• RECORDS FOR THE TASK:
★ ★ ★

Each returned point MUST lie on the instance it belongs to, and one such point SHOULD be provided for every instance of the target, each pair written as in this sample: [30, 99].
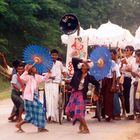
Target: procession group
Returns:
[120, 90]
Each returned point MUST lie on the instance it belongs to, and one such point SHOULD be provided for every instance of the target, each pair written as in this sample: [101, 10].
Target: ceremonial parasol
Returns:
[39, 57]
[102, 61]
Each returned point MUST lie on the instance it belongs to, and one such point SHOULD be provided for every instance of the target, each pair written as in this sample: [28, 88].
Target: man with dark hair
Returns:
[52, 87]
[126, 64]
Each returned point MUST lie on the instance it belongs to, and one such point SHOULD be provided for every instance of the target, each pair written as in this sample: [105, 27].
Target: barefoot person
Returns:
[17, 90]
[34, 111]
[79, 83]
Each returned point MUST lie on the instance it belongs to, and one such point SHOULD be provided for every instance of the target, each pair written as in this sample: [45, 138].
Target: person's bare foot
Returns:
[20, 130]
[84, 132]
[43, 130]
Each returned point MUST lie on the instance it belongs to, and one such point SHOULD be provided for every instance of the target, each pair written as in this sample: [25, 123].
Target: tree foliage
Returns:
[24, 22]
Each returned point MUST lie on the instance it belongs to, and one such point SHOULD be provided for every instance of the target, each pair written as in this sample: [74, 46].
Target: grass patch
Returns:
[5, 90]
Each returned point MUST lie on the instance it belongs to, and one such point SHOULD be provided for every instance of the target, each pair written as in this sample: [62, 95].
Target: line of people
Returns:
[122, 82]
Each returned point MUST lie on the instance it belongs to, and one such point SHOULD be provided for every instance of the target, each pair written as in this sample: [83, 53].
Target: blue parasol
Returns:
[102, 60]
[38, 56]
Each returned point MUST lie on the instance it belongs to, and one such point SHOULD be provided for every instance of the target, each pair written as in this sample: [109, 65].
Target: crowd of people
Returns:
[120, 90]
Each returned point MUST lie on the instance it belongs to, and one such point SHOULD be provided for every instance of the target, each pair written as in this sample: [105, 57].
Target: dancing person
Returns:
[136, 73]
[34, 111]
[108, 89]
[52, 88]
[17, 90]
[128, 89]
[79, 84]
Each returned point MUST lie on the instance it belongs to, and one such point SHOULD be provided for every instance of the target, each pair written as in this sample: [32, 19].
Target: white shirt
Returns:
[56, 71]
[112, 69]
[130, 62]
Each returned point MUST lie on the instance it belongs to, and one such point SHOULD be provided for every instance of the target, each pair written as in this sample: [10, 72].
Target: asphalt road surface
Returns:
[115, 130]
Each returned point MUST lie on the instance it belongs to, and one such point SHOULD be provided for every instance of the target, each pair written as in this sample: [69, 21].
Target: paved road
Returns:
[115, 130]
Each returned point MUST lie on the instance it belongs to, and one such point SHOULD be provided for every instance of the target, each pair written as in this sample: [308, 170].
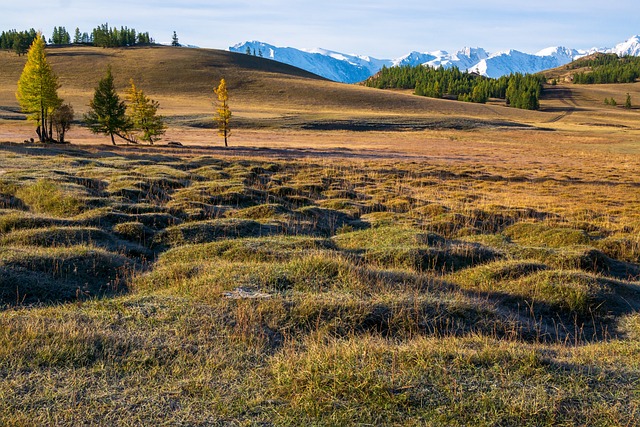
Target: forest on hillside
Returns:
[518, 90]
[100, 36]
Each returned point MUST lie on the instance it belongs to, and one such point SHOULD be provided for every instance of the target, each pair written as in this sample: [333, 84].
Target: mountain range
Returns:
[345, 68]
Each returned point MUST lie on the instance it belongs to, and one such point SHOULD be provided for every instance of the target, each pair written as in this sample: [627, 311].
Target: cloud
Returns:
[376, 27]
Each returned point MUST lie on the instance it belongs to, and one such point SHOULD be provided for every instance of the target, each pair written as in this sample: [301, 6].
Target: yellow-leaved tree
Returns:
[38, 90]
[223, 113]
[143, 114]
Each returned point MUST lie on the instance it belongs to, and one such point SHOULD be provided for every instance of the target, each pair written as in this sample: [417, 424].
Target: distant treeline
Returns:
[608, 68]
[519, 91]
[101, 36]
[18, 41]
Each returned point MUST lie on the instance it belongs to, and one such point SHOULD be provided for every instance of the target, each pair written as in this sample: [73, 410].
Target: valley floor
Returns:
[303, 277]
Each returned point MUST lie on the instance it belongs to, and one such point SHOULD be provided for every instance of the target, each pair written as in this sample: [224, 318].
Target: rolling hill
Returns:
[269, 94]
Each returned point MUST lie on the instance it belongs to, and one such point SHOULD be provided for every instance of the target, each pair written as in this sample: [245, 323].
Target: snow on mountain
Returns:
[463, 59]
[354, 68]
[630, 47]
[513, 61]
[331, 65]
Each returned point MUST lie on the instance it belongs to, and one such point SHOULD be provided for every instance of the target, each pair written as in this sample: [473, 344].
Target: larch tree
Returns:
[223, 113]
[107, 114]
[143, 115]
[38, 90]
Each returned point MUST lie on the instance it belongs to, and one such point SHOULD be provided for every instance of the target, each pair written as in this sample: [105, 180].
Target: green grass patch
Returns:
[47, 197]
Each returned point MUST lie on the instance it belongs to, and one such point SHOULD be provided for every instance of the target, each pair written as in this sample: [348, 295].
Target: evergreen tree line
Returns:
[133, 119]
[104, 36]
[101, 36]
[18, 41]
[519, 91]
[609, 69]
[60, 36]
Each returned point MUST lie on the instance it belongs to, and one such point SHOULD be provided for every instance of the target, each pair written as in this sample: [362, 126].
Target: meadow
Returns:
[357, 257]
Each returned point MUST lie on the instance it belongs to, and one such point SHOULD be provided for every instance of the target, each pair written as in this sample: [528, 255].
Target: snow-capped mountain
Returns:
[355, 68]
[630, 47]
[331, 65]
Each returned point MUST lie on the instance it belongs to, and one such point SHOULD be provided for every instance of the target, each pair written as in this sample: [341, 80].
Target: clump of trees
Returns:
[38, 97]
[101, 36]
[519, 91]
[142, 112]
[60, 36]
[104, 36]
[608, 68]
[133, 119]
[18, 41]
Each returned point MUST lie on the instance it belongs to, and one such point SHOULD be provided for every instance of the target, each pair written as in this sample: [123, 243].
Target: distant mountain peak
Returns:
[348, 68]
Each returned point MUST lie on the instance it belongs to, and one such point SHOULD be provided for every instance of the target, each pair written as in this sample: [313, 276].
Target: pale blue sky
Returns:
[383, 29]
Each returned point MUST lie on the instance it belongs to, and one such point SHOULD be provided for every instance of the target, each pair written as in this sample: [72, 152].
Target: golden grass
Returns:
[431, 277]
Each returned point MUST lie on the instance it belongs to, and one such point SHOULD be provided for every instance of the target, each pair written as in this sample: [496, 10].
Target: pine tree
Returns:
[223, 113]
[143, 114]
[62, 118]
[107, 114]
[38, 90]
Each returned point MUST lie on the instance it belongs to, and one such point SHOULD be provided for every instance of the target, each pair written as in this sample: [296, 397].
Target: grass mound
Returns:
[535, 234]
[408, 248]
[209, 231]
[562, 291]
[45, 275]
[68, 236]
[47, 197]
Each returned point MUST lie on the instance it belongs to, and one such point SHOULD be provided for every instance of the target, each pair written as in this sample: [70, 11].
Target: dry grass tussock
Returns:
[183, 287]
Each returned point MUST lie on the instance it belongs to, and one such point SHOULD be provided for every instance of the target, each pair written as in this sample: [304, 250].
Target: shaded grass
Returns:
[334, 293]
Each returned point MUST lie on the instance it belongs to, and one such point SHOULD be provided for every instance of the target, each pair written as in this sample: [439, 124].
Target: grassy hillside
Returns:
[183, 79]
[147, 286]
[356, 257]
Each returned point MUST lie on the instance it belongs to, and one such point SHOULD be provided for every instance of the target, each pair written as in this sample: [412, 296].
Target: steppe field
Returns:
[355, 257]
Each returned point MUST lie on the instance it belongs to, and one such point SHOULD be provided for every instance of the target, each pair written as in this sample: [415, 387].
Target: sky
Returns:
[381, 29]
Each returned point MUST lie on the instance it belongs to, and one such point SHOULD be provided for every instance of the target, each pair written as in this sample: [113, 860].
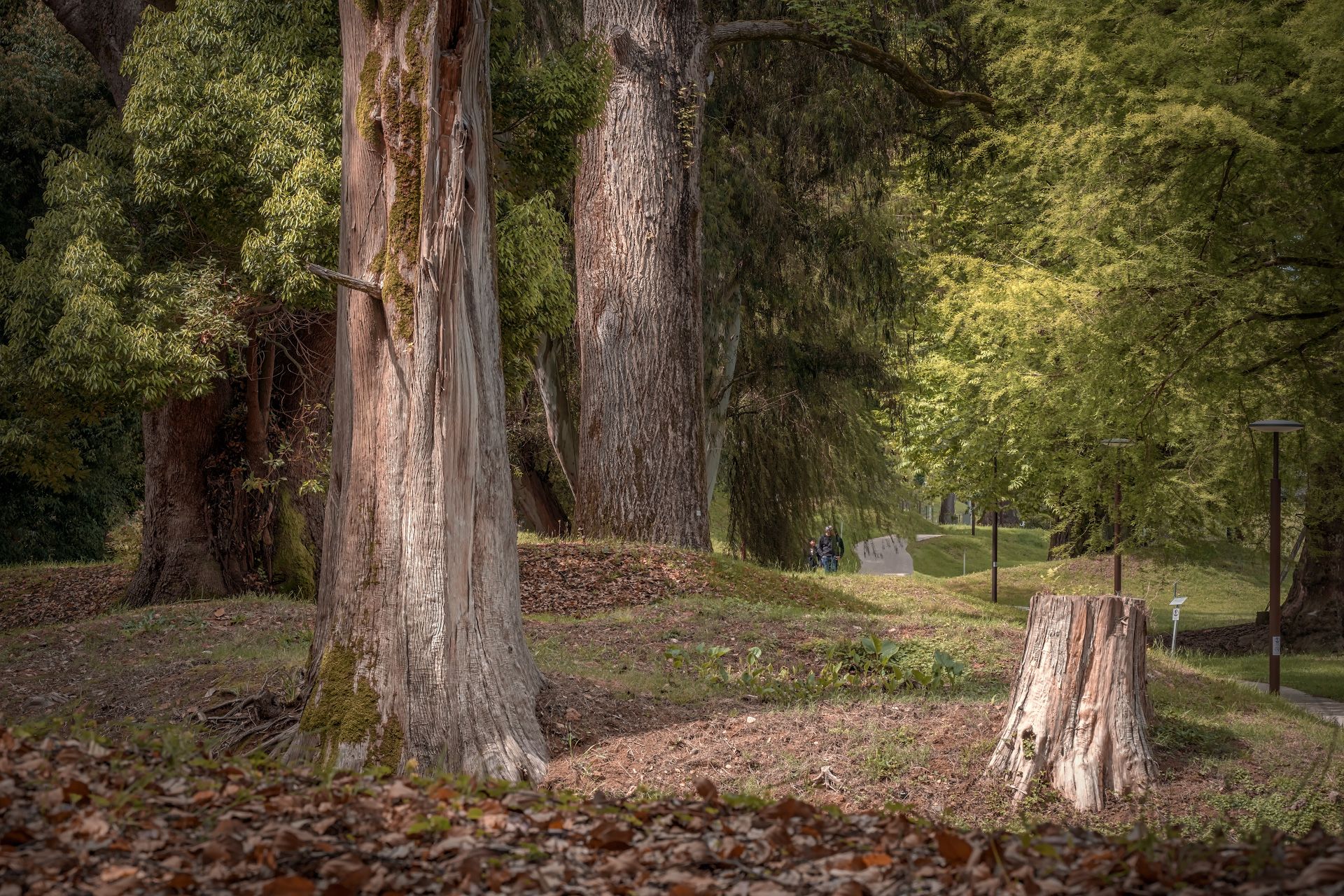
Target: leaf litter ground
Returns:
[140, 818]
[622, 723]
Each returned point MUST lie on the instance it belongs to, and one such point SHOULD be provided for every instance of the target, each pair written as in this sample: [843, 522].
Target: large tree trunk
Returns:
[948, 510]
[176, 558]
[1079, 706]
[181, 551]
[419, 648]
[105, 29]
[538, 505]
[726, 331]
[638, 261]
[1313, 614]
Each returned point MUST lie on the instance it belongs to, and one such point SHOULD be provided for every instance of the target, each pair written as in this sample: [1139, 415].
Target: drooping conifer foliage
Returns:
[1147, 245]
[804, 238]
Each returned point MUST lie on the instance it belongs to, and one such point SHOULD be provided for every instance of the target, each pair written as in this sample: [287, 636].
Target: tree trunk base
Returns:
[1079, 707]
[178, 559]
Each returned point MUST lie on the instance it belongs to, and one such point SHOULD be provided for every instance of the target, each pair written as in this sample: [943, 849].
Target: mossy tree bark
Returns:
[643, 465]
[178, 558]
[1079, 707]
[419, 648]
[1313, 614]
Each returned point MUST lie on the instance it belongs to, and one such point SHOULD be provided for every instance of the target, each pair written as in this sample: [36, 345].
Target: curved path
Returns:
[888, 555]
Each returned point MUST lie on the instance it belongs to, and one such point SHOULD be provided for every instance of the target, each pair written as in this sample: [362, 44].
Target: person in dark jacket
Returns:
[832, 548]
[813, 555]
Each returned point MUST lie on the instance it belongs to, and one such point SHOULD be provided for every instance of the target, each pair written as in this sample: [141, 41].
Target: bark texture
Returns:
[104, 29]
[178, 558]
[555, 405]
[538, 505]
[1313, 614]
[419, 648]
[724, 332]
[638, 261]
[948, 510]
[1079, 707]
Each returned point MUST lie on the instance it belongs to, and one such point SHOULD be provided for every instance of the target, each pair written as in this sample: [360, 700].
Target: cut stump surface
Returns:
[1079, 706]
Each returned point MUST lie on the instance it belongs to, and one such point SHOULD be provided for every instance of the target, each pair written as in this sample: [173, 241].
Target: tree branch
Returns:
[874, 57]
[1301, 261]
[366, 286]
[1297, 349]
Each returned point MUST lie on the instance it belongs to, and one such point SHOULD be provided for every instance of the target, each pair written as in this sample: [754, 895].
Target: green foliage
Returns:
[867, 665]
[802, 230]
[295, 555]
[174, 225]
[67, 522]
[540, 102]
[537, 293]
[50, 96]
[1147, 245]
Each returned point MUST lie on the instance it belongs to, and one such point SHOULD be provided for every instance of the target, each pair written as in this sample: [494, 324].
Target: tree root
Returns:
[260, 722]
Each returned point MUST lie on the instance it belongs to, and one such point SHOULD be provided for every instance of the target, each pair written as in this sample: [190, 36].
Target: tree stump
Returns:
[1079, 707]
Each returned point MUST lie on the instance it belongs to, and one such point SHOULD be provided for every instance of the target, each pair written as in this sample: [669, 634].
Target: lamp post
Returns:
[1275, 548]
[993, 543]
[1116, 444]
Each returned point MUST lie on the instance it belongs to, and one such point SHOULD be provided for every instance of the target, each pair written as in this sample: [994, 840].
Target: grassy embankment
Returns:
[622, 719]
[1225, 584]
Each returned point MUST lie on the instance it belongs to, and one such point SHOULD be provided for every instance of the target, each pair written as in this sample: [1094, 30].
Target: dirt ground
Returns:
[622, 720]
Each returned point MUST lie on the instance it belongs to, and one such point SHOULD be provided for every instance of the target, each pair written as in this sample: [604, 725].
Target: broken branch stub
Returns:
[1079, 707]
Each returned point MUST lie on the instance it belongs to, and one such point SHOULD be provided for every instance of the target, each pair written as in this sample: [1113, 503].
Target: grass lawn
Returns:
[1317, 673]
[1226, 583]
[941, 556]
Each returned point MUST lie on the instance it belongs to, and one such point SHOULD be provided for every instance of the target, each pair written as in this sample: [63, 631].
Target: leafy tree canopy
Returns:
[1145, 245]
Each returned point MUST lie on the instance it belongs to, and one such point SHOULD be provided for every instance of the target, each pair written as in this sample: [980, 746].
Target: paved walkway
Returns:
[885, 556]
[1323, 707]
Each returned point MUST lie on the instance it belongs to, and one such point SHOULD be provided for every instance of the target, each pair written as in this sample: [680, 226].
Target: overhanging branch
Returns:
[875, 58]
[366, 286]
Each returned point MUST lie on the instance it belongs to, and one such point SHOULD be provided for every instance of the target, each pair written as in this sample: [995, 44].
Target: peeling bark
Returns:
[638, 261]
[1313, 614]
[176, 558]
[1079, 707]
[419, 648]
[555, 405]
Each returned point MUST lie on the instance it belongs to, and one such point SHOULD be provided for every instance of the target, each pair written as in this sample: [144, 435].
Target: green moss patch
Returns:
[346, 711]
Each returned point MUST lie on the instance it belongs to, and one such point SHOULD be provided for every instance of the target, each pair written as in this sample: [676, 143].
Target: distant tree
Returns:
[51, 94]
[1148, 245]
[641, 460]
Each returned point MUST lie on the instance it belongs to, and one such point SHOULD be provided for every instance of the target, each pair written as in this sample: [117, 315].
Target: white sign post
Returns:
[1175, 606]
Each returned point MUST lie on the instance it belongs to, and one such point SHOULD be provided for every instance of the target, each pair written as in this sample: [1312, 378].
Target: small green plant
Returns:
[869, 664]
[148, 624]
[892, 755]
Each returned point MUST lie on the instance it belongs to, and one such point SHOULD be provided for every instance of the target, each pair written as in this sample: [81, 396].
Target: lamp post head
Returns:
[1276, 426]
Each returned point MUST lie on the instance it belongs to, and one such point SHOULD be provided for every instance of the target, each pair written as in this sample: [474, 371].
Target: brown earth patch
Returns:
[574, 580]
[34, 596]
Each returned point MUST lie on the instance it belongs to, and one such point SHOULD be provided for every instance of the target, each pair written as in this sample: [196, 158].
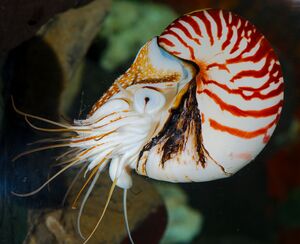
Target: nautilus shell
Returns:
[199, 102]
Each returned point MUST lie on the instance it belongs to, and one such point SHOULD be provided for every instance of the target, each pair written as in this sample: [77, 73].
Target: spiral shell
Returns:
[198, 103]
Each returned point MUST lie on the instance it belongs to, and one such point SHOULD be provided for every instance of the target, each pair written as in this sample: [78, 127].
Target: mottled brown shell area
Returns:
[183, 123]
[141, 72]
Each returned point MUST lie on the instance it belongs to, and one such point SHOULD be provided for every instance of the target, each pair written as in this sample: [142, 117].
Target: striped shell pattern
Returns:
[199, 102]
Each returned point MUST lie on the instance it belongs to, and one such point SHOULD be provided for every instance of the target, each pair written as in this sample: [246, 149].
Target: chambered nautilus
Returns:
[199, 102]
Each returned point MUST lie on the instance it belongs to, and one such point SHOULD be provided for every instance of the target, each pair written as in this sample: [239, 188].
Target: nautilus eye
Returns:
[148, 100]
[199, 102]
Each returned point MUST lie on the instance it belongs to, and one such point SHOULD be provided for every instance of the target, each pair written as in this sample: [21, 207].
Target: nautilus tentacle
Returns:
[199, 102]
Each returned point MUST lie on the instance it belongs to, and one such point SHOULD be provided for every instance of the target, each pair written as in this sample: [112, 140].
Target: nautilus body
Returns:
[198, 103]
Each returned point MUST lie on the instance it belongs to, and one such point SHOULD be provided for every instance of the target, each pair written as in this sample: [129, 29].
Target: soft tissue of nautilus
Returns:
[199, 102]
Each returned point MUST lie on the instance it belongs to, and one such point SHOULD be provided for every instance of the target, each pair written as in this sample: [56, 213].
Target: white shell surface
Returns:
[239, 95]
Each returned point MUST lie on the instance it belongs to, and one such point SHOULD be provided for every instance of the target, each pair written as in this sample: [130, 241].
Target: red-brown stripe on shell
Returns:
[199, 102]
[239, 95]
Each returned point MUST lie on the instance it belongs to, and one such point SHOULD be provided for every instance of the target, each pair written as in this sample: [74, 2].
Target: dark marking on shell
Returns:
[184, 122]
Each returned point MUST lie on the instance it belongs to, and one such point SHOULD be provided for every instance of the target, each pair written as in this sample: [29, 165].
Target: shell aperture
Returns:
[198, 103]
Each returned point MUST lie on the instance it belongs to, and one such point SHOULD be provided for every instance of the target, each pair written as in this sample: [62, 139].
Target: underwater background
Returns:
[58, 57]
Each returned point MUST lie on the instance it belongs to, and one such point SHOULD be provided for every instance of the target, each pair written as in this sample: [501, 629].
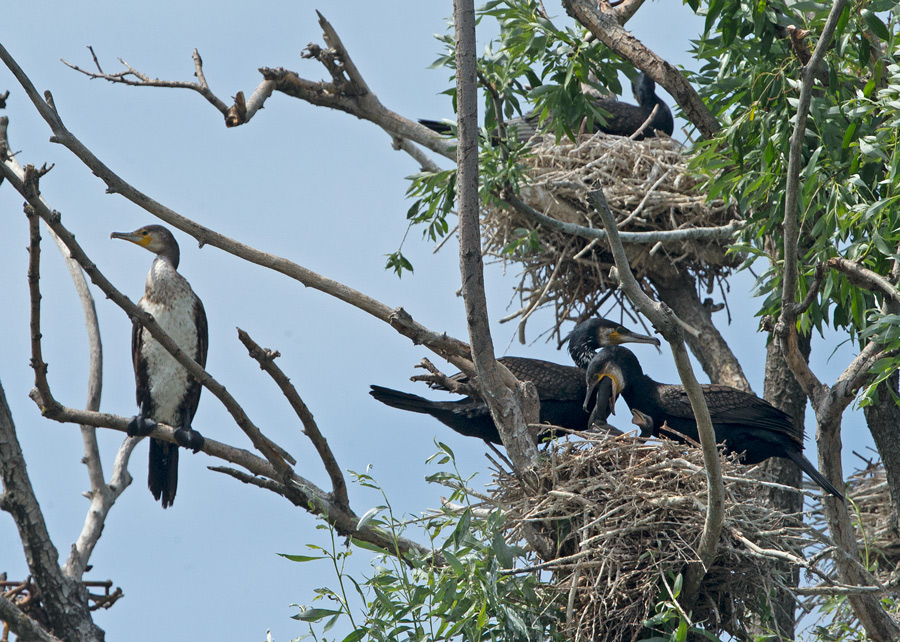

★ ★ ★

• WHAT TO WORK ON: Look through the listing above. Pick out each line with "stump" and copy it.

• PROBLEM SOLUTION:
Target: cut stump surface
Target: tree stump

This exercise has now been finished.